WHAT IS BEING ASKED: Using the listing below, give the number of lines in which the string "front" appears, and nothing else.

STORED DATA:
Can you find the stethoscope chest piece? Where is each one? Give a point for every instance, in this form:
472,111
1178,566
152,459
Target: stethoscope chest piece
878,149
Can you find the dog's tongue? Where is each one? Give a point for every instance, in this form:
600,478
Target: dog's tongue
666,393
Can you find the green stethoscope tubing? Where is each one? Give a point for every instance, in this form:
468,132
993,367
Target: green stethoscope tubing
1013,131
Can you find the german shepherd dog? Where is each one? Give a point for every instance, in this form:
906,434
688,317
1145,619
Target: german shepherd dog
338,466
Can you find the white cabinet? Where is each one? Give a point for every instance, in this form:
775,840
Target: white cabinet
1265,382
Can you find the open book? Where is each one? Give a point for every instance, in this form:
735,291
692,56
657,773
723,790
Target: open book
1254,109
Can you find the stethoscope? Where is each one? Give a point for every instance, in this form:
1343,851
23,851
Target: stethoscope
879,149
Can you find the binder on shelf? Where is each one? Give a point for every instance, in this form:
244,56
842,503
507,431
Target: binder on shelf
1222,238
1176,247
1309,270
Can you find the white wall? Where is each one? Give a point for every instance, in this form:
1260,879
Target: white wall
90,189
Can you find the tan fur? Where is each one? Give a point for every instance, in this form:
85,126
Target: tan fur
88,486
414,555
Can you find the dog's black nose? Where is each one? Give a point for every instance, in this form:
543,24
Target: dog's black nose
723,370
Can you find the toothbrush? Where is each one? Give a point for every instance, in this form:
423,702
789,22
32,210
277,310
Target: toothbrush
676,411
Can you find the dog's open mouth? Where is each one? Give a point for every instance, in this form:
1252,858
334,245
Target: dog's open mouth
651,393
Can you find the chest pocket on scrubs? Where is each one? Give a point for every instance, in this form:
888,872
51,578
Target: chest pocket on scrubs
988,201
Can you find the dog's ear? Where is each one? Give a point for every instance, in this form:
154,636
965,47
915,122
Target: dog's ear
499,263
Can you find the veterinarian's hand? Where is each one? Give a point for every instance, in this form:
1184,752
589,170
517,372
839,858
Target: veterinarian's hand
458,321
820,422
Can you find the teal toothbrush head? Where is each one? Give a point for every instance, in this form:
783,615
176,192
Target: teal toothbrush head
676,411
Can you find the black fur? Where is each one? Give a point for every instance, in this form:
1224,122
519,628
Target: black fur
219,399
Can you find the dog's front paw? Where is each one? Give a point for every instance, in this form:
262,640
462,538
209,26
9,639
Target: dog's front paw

SOLUTION FOR THIS TASK: 2